--- Recorded data ---
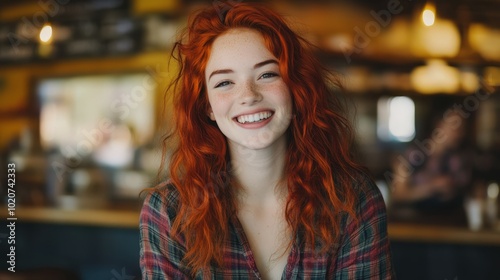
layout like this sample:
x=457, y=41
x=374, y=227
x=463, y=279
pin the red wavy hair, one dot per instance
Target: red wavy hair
x=319, y=168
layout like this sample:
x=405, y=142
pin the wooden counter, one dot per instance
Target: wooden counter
x=408, y=232
x=93, y=217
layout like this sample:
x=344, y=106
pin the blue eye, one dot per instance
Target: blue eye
x=269, y=75
x=222, y=84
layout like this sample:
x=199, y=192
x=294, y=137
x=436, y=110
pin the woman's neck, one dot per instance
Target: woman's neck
x=258, y=172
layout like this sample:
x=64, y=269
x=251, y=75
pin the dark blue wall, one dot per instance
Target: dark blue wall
x=92, y=252
x=96, y=253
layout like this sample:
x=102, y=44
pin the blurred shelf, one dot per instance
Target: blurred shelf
x=92, y=217
x=408, y=232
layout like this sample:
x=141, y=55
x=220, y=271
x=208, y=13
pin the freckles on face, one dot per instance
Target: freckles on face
x=246, y=93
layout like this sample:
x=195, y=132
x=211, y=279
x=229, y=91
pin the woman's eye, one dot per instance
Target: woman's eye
x=222, y=84
x=269, y=75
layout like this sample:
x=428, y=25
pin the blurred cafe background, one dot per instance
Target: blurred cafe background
x=82, y=85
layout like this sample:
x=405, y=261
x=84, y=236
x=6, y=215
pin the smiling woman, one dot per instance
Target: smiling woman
x=261, y=184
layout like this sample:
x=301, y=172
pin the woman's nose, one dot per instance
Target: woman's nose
x=250, y=94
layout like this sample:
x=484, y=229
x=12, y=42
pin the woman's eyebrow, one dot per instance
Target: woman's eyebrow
x=228, y=71
x=265, y=62
x=221, y=71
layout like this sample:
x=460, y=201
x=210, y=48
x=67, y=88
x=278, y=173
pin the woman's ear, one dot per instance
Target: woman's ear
x=211, y=114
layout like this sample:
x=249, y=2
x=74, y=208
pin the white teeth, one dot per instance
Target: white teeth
x=254, y=117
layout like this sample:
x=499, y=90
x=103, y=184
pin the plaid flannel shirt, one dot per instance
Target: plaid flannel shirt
x=363, y=251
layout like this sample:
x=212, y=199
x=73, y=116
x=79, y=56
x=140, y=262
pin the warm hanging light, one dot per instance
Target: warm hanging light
x=46, y=34
x=429, y=14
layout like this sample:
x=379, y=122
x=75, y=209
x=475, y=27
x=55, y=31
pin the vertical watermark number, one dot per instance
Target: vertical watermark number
x=11, y=218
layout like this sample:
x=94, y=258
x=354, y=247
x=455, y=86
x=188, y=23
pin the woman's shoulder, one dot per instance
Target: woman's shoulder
x=368, y=195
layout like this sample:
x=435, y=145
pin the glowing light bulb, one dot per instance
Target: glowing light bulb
x=429, y=14
x=46, y=34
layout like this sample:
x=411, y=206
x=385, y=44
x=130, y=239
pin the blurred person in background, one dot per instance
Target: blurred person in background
x=262, y=184
x=437, y=172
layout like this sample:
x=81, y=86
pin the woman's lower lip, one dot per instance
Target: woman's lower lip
x=254, y=125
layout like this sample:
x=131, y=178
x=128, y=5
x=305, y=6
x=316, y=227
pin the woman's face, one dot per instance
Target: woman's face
x=248, y=98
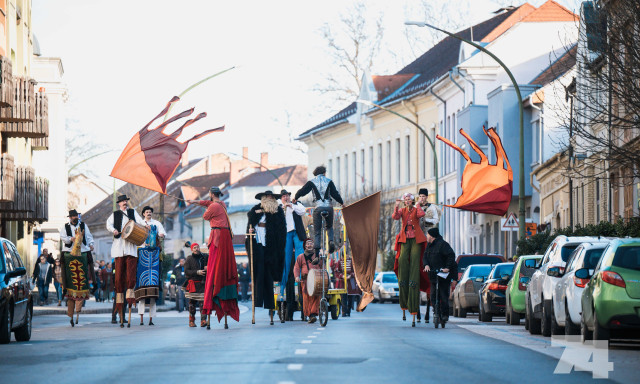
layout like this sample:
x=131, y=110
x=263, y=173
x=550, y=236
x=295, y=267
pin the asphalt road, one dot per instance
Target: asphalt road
x=371, y=347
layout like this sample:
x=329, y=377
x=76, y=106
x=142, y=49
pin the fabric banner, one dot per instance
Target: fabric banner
x=76, y=276
x=148, y=273
x=362, y=220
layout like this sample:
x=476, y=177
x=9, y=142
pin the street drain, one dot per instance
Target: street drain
x=320, y=360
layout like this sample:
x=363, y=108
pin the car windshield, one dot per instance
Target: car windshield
x=389, y=278
x=501, y=270
x=479, y=270
x=466, y=261
x=591, y=258
x=627, y=257
x=567, y=250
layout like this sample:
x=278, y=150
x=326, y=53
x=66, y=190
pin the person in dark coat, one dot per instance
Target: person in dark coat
x=440, y=256
x=268, y=222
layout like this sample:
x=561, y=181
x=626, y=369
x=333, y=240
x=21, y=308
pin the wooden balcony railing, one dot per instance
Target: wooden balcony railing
x=7, y=178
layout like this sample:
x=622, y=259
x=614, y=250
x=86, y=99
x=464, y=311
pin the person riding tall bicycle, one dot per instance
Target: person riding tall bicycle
x=324, y=190
x=439, y=256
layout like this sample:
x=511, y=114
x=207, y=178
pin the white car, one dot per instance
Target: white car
x=567, y=293
x=540, y=289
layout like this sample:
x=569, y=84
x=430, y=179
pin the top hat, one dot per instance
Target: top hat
x=122, y=198
x=267, y=193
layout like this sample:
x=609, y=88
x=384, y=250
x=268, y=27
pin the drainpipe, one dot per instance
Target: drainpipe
x=464, y=94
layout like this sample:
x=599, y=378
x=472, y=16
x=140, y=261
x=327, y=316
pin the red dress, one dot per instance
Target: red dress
x=221, y=286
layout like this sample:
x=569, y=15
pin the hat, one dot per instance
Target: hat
x=267, y=193
x=433, y=232
x=122, y=198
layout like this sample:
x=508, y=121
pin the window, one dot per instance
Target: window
x=408, y=160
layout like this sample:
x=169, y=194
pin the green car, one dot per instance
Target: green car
x=517, y=287
x=611, y=299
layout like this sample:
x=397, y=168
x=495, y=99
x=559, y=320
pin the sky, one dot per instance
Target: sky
x=124, y=60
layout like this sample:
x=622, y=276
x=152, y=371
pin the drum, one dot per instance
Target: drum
x=135, y=233
x=314, y=282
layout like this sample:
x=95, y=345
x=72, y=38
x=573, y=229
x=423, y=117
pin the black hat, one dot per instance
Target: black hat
x=433, y=232
x=122, y=198
x=267, y=193
x=73, y=212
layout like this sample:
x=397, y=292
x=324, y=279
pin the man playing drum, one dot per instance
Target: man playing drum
x=125, y=254
x=305, y=263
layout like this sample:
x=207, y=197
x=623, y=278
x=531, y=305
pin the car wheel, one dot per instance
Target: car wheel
x=24, y=332
x=569, y=327
x=5, y=325
x=585, y=333
x=546, y=318
x=599, y=332
x=534, y=324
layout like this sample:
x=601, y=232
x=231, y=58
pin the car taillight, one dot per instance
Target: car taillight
x=496, y=287
x=468, y=286
x=581, y=283
x=613, y=278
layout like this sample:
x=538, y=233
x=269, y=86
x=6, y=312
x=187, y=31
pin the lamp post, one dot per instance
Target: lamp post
x=521, y=213
x=433, y=146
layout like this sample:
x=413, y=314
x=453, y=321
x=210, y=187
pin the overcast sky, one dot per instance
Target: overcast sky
x=124, y=60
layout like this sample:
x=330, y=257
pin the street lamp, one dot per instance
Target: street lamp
x=521, y=213
x=433, y=147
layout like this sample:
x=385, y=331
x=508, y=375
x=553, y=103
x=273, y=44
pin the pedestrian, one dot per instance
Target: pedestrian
x=244, y=277
x=323, y=190
x=43, y=275
x=411, y=239
x=306, y=262
x=57, y=280
x=440, y=256
x=296, y=234
x=267, y=220
x=148, y=270
x=221, y=285
x=178, y=278
x=195, y=268
x=125, y=253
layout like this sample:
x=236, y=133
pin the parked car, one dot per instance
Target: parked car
x=611, y=298
x=540, y=288
x=16, y=303
x=567, y=294
x=492, y=292
x=465, y=294
x=517, y=287
x=385, y=287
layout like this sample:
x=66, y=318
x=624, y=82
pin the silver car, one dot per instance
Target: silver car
x=465, y=294
x=385, y=287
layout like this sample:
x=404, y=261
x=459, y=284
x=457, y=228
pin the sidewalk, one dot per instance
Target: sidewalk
x=91, y=307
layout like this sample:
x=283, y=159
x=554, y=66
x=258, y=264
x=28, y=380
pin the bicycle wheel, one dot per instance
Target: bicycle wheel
x=323, y=312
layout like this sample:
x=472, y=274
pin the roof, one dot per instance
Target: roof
x=558, y=68
x=292, y=175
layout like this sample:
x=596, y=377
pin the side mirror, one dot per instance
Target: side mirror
x=583, y=273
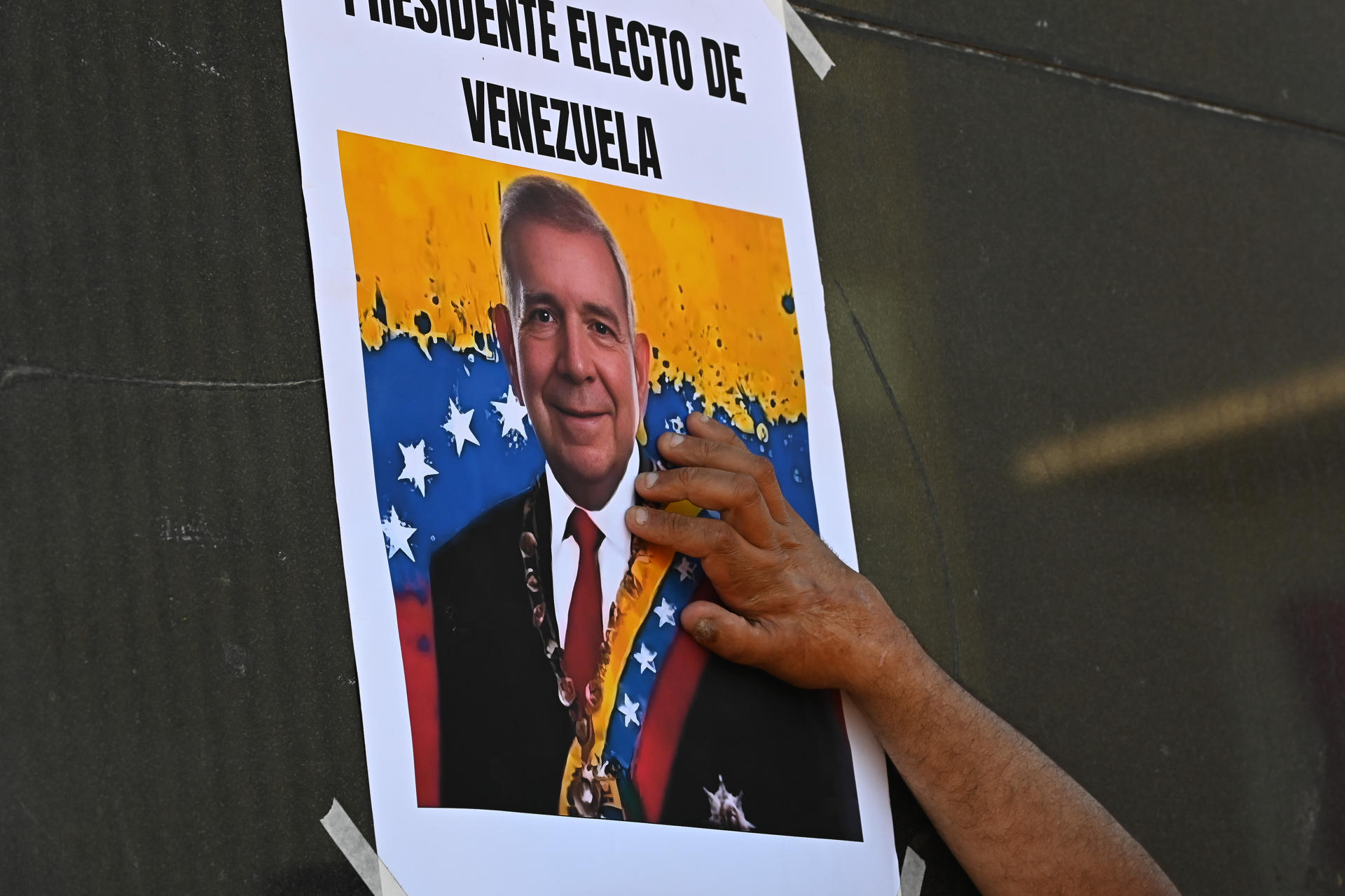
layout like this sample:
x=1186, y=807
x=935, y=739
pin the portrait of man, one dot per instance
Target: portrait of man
x=565, y=684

--- Your goal ---
Give back the records above exactly, limited to the lines between the one holding "x=508, y=375" and the one holding "pin the parked car, one dot per instance", inclusive.

--- Answer to this problem ---
x=508, y=375
x=553, y=103
x=273, y=44
pin the pedestrian, one dot per instance
Target: pedestrian
x=244, y=277
x=323, y=190
x=43, y=275
x=411, y=239
x=306, y=262
x=57, y=280
x=440, y=256
x=296, y=234
x=267, y=220
x=148, y=270
x=221, y=285
x=178, y=278
x=195, y=268
x=125, y=253
layout like this sample:
x=236, y=133
pin the parked car, one dot per instance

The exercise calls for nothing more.